┌─ Data
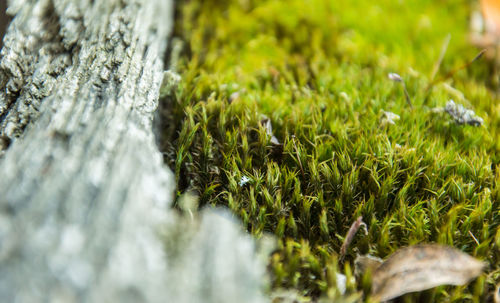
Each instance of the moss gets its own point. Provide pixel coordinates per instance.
(318, 70)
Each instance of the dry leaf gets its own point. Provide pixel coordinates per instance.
(421, 267)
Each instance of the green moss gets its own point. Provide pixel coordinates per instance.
(318, 70)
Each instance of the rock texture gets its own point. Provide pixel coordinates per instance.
(83, 186)
(84, 193)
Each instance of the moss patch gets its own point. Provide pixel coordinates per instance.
(318, 71)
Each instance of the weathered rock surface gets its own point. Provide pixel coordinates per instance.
(83, 186)
(84, 193)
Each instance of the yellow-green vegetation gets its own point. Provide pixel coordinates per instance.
(317, 69)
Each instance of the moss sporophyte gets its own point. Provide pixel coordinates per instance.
(285, 114)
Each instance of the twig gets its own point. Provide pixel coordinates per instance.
(350, 235)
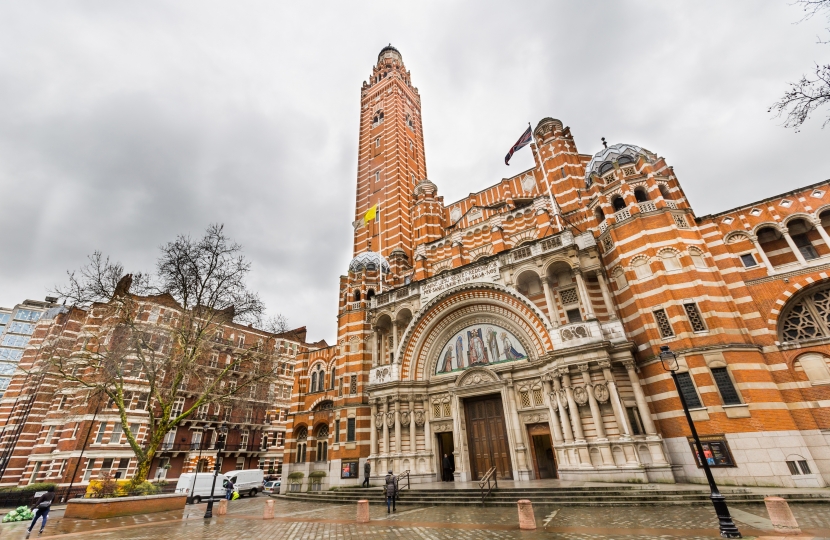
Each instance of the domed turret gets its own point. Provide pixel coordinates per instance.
(369, 261)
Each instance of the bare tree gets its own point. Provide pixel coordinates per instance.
(811, 92)
(169, 341)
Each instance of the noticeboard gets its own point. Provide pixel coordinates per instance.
(715, 449)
└─
**Stated exercise**. Reproduce all of the data above line for line, keeping every coordinate pair, and omit the pictures.

**Answer to this task**.
Each instance of the moss gets its own point. Provide pixel coordinates per instance.
(318, 70)
Each instance of the dry leaf gets its own point. Provide pixel coordinates per instance.
(421, 267)
Each instance of the green moss gets its own point. Provide pixel coordinates per instance.
(318, 70)
Each instance of the rock texture gets its own point. Provide pixel coordinates per instance.
(83, 186)
(84, 193)
Each instance of the moss patch gets its own point. Provide pixel coordinates per instance.
(318, 71)
Each instance of the weathered rock surface gets its own point. Provide pixel coordinates per instance.
(83, 186)
(84, 193)
Each instance of the yellow-green vegetation gets its own point. Provide pixel coordinates per instance.
(317, 69)
Each instance of the moss sporophyte gets its own point. Provide pixel coordinates per instance.
(285, 114)
Each instance of the twig gets its own point. Provide pixel coordinates per instance.
(350, 235)
Each instance of the domed turret gets its own point. Provide pixel coordinates per instance.
(369, 261)
Each instance of the bare tree gets its own point. Provide pixel coordinates per instance.
(811, 92)
(169, 341)
Each instance of the noticeboard gets its own point. Provide pixel coordinates per instance.
(715, 449)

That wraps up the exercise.